◆ **Your goal**
Reproduce exactly, and only, the lines below from the one containing "Determine the exact pixel" through the one containing "positive clicks: (278, 215) (221, 180)".

◆ **Task input**

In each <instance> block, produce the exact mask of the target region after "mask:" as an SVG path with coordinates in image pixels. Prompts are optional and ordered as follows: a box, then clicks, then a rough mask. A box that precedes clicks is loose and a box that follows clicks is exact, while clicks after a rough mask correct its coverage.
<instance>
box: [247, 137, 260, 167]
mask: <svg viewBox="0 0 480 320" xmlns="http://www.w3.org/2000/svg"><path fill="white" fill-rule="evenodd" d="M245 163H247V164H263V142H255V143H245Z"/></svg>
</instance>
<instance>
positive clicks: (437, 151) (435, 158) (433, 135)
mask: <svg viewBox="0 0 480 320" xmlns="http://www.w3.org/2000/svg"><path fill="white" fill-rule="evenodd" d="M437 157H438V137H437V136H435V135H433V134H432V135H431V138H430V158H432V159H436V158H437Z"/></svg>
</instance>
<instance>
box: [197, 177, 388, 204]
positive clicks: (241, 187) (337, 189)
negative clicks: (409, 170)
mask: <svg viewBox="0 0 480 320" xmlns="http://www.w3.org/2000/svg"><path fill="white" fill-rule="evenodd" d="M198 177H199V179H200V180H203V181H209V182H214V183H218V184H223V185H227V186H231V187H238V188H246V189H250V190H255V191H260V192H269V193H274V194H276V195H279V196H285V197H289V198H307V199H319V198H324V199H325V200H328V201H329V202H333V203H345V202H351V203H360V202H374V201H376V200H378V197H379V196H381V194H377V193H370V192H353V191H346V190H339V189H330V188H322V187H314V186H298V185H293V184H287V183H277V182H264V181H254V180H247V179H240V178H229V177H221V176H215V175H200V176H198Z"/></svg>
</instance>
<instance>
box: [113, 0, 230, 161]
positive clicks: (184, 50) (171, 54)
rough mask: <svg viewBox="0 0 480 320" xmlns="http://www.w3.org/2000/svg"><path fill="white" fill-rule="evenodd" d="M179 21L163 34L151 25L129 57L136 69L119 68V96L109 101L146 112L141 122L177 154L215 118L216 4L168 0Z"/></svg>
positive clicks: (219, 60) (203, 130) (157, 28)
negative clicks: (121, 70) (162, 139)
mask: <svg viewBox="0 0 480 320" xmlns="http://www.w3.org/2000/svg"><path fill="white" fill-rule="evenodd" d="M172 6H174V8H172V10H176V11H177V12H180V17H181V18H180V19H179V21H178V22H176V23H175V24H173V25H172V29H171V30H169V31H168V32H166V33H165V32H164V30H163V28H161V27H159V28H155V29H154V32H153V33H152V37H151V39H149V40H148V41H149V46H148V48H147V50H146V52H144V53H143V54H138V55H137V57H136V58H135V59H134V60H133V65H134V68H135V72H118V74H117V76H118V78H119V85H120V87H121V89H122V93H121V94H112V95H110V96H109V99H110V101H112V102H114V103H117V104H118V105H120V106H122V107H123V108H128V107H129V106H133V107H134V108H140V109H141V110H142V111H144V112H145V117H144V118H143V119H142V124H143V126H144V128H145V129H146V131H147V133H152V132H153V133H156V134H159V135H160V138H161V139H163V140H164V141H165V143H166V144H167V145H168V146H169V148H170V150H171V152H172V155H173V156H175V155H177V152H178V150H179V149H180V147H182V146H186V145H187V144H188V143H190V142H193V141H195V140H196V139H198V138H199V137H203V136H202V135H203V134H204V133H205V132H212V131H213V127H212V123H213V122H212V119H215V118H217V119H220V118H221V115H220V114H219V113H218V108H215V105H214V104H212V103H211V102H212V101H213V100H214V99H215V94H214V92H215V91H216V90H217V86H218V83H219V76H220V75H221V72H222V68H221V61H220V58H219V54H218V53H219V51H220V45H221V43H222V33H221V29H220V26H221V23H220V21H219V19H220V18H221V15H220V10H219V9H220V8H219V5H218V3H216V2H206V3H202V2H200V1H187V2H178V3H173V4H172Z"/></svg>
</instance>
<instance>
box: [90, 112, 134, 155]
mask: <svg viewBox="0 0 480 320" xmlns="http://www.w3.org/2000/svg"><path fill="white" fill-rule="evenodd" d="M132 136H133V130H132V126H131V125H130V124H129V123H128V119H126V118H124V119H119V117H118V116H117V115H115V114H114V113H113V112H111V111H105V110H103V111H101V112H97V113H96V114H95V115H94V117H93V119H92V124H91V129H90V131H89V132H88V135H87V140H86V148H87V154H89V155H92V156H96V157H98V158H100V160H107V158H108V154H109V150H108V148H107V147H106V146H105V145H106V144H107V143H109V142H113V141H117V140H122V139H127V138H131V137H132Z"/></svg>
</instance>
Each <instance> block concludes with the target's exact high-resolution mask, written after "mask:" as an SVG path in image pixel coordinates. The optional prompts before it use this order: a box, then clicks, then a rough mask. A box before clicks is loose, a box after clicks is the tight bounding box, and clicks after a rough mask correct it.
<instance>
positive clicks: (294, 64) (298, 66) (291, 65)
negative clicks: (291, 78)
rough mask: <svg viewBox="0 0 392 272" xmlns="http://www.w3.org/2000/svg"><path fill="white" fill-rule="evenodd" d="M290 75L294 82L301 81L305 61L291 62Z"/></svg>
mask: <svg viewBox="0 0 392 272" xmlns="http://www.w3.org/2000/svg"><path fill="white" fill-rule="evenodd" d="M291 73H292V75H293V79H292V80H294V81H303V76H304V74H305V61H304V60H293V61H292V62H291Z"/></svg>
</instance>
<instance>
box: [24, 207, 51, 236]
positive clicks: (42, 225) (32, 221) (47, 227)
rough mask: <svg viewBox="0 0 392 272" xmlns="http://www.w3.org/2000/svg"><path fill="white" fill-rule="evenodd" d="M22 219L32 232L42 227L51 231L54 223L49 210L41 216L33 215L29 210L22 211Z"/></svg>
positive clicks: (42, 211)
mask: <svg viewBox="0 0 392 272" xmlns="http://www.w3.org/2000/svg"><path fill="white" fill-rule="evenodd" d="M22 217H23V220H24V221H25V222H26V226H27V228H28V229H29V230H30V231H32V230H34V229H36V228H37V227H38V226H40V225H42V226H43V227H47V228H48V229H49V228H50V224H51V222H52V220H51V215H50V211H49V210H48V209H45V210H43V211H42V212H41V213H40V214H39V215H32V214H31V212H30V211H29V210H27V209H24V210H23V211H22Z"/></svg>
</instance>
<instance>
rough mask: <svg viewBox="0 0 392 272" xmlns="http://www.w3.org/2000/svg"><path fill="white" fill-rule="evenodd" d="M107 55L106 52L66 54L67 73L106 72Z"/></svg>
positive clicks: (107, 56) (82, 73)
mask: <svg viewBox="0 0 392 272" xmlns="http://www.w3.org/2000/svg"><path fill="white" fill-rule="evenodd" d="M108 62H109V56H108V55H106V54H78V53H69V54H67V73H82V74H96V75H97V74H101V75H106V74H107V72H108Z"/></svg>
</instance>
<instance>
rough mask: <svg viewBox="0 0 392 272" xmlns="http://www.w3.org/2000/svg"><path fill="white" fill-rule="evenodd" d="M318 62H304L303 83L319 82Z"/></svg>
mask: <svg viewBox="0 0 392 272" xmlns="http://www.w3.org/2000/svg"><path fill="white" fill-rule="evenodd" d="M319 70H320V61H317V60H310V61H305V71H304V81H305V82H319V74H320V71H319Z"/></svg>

--

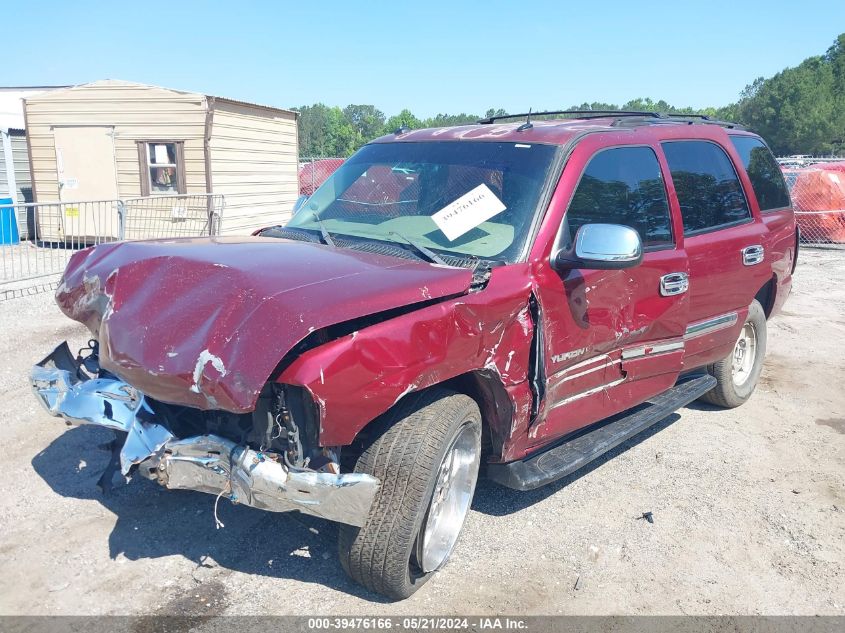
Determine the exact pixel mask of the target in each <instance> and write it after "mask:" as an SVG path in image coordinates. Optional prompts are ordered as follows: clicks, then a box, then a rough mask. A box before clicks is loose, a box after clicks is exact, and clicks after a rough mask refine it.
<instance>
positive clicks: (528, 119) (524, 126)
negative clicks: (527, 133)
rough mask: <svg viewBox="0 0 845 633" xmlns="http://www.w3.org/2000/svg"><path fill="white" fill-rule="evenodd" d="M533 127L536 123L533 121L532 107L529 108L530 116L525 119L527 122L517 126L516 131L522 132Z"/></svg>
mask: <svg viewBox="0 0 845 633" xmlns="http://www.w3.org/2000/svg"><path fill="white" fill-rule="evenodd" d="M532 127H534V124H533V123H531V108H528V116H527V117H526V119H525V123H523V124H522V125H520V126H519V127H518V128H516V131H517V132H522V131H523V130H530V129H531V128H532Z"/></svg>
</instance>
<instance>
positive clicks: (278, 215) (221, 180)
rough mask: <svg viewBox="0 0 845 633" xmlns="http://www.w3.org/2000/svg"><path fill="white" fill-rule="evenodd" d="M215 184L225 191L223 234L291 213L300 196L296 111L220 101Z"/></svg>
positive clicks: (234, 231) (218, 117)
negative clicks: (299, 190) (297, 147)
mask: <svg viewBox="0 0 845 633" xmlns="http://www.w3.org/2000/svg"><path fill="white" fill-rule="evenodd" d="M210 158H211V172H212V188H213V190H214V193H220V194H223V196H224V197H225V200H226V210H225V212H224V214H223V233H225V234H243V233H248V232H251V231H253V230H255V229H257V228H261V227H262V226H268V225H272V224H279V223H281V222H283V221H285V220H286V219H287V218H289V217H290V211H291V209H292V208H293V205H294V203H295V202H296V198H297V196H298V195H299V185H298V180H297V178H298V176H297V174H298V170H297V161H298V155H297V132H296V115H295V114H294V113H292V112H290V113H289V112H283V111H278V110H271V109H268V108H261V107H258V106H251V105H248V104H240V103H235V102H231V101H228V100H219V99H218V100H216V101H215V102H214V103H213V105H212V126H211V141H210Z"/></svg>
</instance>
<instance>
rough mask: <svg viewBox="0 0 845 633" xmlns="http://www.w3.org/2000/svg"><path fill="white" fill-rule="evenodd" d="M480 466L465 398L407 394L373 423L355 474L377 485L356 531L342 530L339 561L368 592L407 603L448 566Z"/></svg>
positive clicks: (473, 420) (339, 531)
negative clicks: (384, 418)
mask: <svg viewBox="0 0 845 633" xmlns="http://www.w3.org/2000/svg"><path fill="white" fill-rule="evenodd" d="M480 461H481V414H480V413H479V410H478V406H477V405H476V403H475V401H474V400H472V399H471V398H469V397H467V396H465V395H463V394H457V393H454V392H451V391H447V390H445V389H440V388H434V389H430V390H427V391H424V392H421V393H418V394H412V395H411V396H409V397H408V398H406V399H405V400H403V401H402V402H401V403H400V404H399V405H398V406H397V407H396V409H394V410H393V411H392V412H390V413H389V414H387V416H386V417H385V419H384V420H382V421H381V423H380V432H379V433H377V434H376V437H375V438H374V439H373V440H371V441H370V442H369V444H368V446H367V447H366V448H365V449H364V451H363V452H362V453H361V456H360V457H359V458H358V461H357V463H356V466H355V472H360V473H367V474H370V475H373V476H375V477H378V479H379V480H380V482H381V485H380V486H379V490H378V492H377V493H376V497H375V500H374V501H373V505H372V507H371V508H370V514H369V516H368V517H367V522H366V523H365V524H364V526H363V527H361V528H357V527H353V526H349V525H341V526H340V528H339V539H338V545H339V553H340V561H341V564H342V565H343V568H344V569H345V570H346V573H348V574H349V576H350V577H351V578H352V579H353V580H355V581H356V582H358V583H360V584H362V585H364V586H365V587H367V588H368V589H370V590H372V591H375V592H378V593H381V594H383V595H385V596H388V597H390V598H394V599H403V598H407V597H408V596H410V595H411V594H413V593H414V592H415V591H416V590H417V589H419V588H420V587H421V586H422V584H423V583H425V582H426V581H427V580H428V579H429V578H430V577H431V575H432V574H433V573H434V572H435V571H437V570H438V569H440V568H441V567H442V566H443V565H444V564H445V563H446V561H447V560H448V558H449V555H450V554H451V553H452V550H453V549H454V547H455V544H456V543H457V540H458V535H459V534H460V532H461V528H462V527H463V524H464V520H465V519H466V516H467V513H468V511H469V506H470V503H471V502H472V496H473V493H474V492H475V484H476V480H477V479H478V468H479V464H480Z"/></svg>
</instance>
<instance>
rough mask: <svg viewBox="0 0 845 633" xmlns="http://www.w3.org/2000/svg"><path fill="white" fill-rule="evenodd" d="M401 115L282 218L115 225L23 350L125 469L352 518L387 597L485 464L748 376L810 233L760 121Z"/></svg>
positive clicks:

--

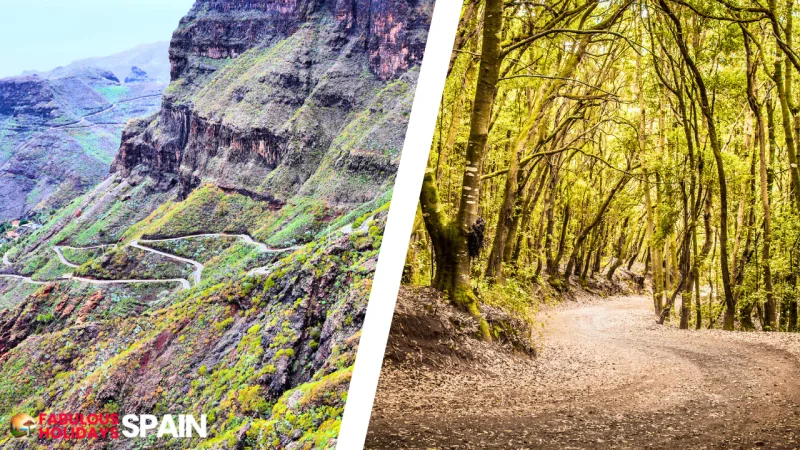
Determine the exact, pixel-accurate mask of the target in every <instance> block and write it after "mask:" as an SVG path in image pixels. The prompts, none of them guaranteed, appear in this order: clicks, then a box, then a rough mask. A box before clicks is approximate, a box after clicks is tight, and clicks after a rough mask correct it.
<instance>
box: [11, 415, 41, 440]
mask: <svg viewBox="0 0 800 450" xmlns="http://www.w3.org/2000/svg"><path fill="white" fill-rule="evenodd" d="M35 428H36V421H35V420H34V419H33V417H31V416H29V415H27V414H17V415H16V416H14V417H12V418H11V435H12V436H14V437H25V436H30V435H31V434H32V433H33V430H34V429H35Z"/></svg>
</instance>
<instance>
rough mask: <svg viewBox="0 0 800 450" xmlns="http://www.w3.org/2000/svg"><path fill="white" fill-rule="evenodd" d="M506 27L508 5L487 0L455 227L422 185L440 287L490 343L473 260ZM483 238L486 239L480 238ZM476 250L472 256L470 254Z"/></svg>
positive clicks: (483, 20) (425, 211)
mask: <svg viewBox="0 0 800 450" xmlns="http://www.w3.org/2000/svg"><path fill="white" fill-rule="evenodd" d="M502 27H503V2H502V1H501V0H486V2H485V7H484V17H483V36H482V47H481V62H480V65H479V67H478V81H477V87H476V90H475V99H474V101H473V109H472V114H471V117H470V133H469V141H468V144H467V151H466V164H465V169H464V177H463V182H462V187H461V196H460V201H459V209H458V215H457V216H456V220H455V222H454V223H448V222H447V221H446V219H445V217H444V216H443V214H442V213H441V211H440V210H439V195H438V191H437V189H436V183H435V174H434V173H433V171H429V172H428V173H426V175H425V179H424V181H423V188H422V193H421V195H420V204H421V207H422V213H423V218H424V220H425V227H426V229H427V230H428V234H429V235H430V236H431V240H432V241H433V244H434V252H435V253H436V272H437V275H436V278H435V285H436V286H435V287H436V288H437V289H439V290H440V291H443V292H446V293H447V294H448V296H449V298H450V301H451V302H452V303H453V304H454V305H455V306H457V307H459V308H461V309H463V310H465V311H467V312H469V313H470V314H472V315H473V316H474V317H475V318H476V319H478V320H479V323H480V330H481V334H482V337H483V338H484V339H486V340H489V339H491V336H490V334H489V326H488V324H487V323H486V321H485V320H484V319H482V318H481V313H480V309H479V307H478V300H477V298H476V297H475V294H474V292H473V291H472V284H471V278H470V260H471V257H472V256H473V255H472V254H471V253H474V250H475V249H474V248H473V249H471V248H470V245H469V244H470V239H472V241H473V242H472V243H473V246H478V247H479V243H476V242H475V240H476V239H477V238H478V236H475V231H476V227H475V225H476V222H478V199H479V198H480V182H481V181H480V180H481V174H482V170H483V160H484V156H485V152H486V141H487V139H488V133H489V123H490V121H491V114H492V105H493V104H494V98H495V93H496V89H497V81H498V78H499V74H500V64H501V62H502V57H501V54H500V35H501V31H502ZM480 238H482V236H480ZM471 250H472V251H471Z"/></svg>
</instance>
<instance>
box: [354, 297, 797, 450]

◆ **Task result**
Determine the exact pixel mask of the target in each <instance> and write it after "mask:" as an SVG path in image coordinates. Optional prompts are ordered as follows: clicks, then a box, then a rough mask. A box before clicks is loose, a box after clicks is exact, and clicks after a rough mask refine it.
<instance>
positive clicks: (528, 119) (524, 126)
negative clicks: (527, 133)
rough mask: <svg viewBox="0 0 845 633" xmlns="http://www.w3.org/2000/svg"><path fill="white" fill-rule="evenodd" d="M533 127L536 123L533 121L532 107L529 108L530 116L525 119L527 122L517 126L516 131L522 132Z"/></svg>
mask: <svg viewBox="0 0 845 633" xmlns="http://www.w3.org/2000/svg"><path fill="white" fill-rule="evenodd" d="M532 127H534V124H533V123H531V108H528V116H527V117H526V119H525V123H523V124H522V125H520V126H519V127H518V128H516V131H517V132H522V131H523V130H530V129H531V128H532Z"/></svg>
</instance>
<instance>
positive clicks: (278, 215) (221, 180)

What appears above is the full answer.